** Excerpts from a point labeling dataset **
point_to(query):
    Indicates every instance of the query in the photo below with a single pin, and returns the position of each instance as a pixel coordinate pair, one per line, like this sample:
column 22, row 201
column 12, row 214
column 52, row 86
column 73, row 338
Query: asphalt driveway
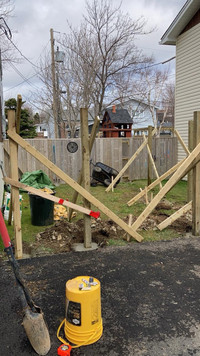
column 150, row 298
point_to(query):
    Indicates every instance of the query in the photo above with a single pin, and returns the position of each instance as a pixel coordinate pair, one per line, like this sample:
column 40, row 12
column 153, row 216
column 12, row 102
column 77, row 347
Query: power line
column 23, row 77
column 15, row 86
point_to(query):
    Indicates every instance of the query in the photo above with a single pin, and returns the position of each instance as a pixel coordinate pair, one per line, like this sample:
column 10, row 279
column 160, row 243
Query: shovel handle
column 4, row 232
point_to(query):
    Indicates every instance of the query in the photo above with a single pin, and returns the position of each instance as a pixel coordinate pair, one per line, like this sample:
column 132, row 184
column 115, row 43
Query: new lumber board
column 74, row 185
column 175, row 216
column 181, row 171
column 51, row 197
column 155, row 183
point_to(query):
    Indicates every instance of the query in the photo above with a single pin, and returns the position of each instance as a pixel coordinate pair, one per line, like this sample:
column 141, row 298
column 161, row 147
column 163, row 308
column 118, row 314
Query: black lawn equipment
column 103, row 174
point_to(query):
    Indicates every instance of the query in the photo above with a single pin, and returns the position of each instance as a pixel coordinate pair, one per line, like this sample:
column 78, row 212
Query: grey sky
column 32, row 20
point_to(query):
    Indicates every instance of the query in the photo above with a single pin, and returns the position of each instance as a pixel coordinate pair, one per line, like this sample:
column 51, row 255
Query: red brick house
column 116, row 123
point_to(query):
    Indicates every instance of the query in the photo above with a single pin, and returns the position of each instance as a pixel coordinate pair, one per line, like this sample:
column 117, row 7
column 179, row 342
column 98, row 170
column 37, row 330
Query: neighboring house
column 41, row 130
column 184, row 33
column 140, row 113
column 166, row 121
column 116, row 123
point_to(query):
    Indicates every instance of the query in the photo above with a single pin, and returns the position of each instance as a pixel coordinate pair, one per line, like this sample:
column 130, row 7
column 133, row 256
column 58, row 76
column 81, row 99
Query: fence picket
column 108, row 151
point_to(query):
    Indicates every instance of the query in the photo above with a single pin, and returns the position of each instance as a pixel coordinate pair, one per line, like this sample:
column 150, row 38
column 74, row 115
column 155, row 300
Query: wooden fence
column 114, row 152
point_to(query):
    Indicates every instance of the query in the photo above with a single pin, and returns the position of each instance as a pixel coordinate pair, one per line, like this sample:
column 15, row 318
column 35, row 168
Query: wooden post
column 86, row 175
column 150, row 128
column 175, row 216
column 135, row 155
column 15, row 190
column 191, row 147
column 18, row 114
column 196, row 179
column 80, row 178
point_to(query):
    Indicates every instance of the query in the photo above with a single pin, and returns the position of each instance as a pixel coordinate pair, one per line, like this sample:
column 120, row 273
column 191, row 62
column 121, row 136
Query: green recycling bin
column 42, row 210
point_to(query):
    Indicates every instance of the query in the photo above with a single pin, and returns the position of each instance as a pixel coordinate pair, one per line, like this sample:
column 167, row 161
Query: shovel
column 33, row 320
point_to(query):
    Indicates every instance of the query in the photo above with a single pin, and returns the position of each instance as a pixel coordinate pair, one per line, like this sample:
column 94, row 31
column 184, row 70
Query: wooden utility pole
column 53, row 76
column 15, row 190
column 149, row 159
column 17, row 123
column 196, row 179
column 86, row 175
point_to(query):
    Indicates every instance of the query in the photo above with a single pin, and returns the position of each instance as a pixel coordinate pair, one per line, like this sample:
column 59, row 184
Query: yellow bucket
column 83, row 322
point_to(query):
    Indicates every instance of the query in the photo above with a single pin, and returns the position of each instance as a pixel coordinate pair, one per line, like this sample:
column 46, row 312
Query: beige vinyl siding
column 187, row 98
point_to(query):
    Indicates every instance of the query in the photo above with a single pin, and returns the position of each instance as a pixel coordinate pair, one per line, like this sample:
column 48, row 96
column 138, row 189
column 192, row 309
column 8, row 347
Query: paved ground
column 150, row 298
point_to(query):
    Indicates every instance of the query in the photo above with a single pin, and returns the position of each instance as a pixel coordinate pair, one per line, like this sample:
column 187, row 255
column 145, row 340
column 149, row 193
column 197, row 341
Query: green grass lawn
column 115, row 201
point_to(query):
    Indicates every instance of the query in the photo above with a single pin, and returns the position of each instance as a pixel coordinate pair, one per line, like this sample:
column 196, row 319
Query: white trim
column 184, row 16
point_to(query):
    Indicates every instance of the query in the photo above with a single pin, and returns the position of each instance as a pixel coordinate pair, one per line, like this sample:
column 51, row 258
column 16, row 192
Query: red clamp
column 95, row 214
column 64, row 350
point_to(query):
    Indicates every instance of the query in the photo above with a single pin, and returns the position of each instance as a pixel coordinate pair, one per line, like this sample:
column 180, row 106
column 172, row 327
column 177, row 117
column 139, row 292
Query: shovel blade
column 37, row 331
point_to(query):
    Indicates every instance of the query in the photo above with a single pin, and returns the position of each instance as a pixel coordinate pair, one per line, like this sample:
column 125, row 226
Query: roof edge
column 186, row 13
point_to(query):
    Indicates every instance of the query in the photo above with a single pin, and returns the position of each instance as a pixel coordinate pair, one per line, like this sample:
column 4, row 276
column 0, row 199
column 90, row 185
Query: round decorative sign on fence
column 72, row 147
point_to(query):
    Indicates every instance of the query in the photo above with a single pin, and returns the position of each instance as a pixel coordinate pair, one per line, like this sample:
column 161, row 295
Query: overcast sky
column 32, row 20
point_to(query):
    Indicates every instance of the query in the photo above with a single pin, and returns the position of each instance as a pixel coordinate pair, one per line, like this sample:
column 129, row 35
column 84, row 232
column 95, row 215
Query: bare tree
column 7, row 49
column 153, row 83
column 103, row 54
column 101, row 61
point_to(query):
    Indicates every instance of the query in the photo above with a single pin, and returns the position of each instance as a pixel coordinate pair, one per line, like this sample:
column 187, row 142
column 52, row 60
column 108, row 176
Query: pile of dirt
column 63, row 234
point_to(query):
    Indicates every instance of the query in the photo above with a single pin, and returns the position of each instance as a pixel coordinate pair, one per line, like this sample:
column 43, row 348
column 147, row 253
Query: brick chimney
column 114, row 109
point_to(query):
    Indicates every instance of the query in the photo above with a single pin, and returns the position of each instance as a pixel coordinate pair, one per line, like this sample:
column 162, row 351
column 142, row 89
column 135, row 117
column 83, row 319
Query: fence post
column 191, row 147
column 86, row 174
column 196, row 179
column 14, row 190
column 150, row 128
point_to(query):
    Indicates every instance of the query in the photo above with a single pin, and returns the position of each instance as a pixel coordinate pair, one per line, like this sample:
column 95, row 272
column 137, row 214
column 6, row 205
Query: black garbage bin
column 42, row 210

** What you need to do **
Output the lines above word for word, leaving out the pictures.

** Task solution **
point_to(query):
    Indicates every instance of the query in the photo below with a single pin, and returns the position of each instance as a pixel coordinate pair, one per line, like this sample:
column 22, row 201
column 12, row 214
column 52, row 86
column 73, row 338
Query: asphalt driveway
column 150, row 298
point_to(query):
    Indicates every instance of the query in the photo above with a single pin, and returns the position of each instance as a pixel coordinate pair, one per line, like this sample:
column 40, row 12
column 153, row 216
column 12, row 102
column 77, row 347
Query: power line
column 23, row 77
column 15, row 86
point_to(query):
    Indicates every instance of the query in the photo above with a single pin, and returns the position of each instance as a pixel coordinate pair, one per line, like this sample:
column 10, row 279
column 160, row 243
Query: shovel handle
column 4, row 232
point_to(query):
    Indicates every instance of the query in the photo above with a single pin, and returns the position of each instance as a pixel coordinate pair, one per line, like this sample:
column 132, row 184
column 115, row 43
Query: new lumber board
column 74, row 185
column 175, row 216
column 181, row 171
column 51, row 197
column 155, row 183
point_to(query):
    Indicates every instance of the query in the photo above with a single pin, and returns the position of each instance as a pixel coordinate pair, one per line, like this sample:
column 141, row 298
column 161, row 147
column 163, row 308
column 118, row 314
Query: black lawn equipment
column 103, row 174
point_to(query):
    Indicates every instance of the query in the photo above with a single pin, and returns the position of each instance as a pixel coordinate pair, one per line, like this sample:
column 78, row 212
Query: grey sky
column 32, row 20
point_to(query):
    Indicates every instance of the query in the photo above with a single pin, and returns the position of each instance as a pixel coordinate pair, one per line, like this sample:
column 51, row 255
Query: red brick house
column 116, row 123
point_to(query):
    Indicates every instance of the query in the photo above with a single pin, and returns the position of each instance as a pixel coordinate pair, one per line, like this sample:
column 117, row 7
column 179, row 342
column 98, row 170
column 37, row 330
Query: neighboring house
column 41, row 130
column 184, row 33
column 140, row 113
column 166, row 121
column 116, row 123
point_to(query):
    Indicates every instance of the query in the photo above with a single pin, and returns the position of each instance as a pixel coordinate pair, one per line, like this sample:
column 130, row 7
column 133, row 256
column 58, row 76
column 81, row 99
Query: fence picket
column 108, row 151
point_to(query):
    Indicates every instance of the query in the photo above with a single pin, and returns the position of each instance as a pixel coordinate pair, one per line, like this sample:
column 150, row 38
column 74, row 115
column 155, row 300
Query: wooden fence
column 114, row 152
point_to(query):
    Indicates every instance of the query in the photo above with a single pin, and returns the position of each instance as a pixel coordinate pair, one per line, like this sample:
column 15, row 318
column 35, row 168
Query: wooden post
column 86, row 175
column 150, row 128
column 175, row 216
column 135, row 155
column 15, row 190
column 191, row 147
column 18, row 114
column 196, row 179
column 80, row 178
point_to(query):
    Indicates every instance of the query in the photo above with a single pin, and returns the position of each instance as a pixel coordinate pair, one per line, like this sample:
column 120, row 273
column 191, row 62
column 121, row 136
Query: green recycling bin
column 42, row 210
point_to(query):
    Indicates every instance of the query in the photo above with a single pin, and returns the position of each instance as a pixel coordinate pair, one per line, like this sample:
column 167, row 161
Query: shovel
column 33, row 320
point_to(query):
    Indicates every instance of the query in the photo above with a single pin, and returns the position of each instance as a pixel coordinate pair, one per line, like this sample:
column 94, row 31
column 184, row 70
Query: wooden utility pole
column 53, row 76
column 15, row 190
column 149, row 159
column 17, row 123
column 196, row 179
column 86, row 175
point_to(query):
    Indicates every instance of the query in the photo above with a single pin, and returns the position of each instance as a pixel coordinate pair, one per line, like this sample:
column 59, row 184
Query: yellow bucket
column 83, row 322
point_to(query):
    Indicates every instance of the query in the photo above with a single pin, and returns the position of each instance as a pixel coordinate pair, one per line, like this sample:
column 46, row 312
Query: beige vinyl siding
column 187, row 98
point_to(query):
    Indicates every instance of the query in the photo above with a single pin, and returns the position of each instance as a pixel coordinate pair, one per line, like this sample:
column 48, row 96
column 138, row 189
column 192, row 309
column 8, row 347
Query: paved ground
column 150, row 298
point_to(query):
    Indicates every instance of the query in the photo above with a single pin, and returns the position of each instance as a pixel coordinate pair, one per line, like this sample:
column 187, row 255
column 145, row 340
column 149, row 193
column 197, row 341
Query: green grass lawn
column 115, row 201
point_to(query):
    Indicates every instance of the query in the photo above with a single pin, and returns the position of each instance as a pixel coordinate pair, one per line, like this sample:
column 196, row 319
Query: white trim
column 184, row 16
point_to(query):
    Indicates every instance of the query in the photo above with a single pin, and returns the position of each instance as a pixel coordinate pair, one per line, like this sample:
column 51, row 258
column 16, row 192
Query: red clamp
column 95, row 214
column 64, row 350
point_to(query):
    Indicates every instance of the query in the photo above with a single pin, and returns the position of each instance as a pixel coordinate pair, one per line, like this sample:
column 180, row 106
column 172, row 327
column 177, row 117
column 139, row 292
Query: shovel blade
column 37, row 331
point_to(query):
    Indicates every instance of the query in the photo above with a single pin, and returns the position of each instance as a pixel coordinate pair, one per line, like this sample:
column 125, row 226
Query: roof edge
column 186, row 13
point_to(query):
    Indicates every instance of the query in the photo above with a single pin, and returns the position of each instance as a pixel coordinate pair, one per line, like this sample:
column 4, row 276
column 0, row 199
column 90, row 185
Query: round decorative sign on fence
column 72, row 147
point_to(query):
    Indicates every instance of the query in the photo above with a single pin, and returns the position of each instance as a pixel coordinate pair, one per line, like this sample:
column 161, row 295
Query: overcast sky
column 32, row 20
point_to(query):
    Indicates every instance of the query in the photo above with a single pin, and returns the position of each instance as a pixel coordinate pair, one per line, like this sample:
column 129, row 35
column 84, row 232
column 95, row 215
Query: bare tree
column 7, row 49
column 153, row 83
column 103, row 54
column 101, row 61
point_to(query):
    Indicates every instance of the query in the photo above with a single pin, and returns the position of each instance as a pixel coordinate pair, one per line, like this sample:
column 187, row 142
column 52, row 60
column 108, row 176
Query: pile of dirt
column 63, row 234
point_to(query):
    Indicates every instance of the query in the photo above with a single pin, and returns the position of each instance as a pixel coordinate pair, one per line, like this sample:
column 43, row 348
column 147, row 253
Query: brick chimney
column 114, row 109
point_to(query):
    Indicates every instance of the query in the photo above with a single pin, and returns the position of each instance as a pixel coordinate pair, one per line, like this sample:
column 162, row 351
column 142, row 89
column 135, row 117
column 83, row 319
Query: fence post
column 191, row 147
column 86, row 174
column 196, row 179
column 14, row 190
column 150, row 128
point_to(query):
    Indicates every instance of the query in the photo above with a single pin, and returns the position of each instance as a pixel coordinate pair, one per line, like this sample:
column 95, row 272
column 137, row 214
column 6, row 205
Query: black garbage bin
column 42, row 210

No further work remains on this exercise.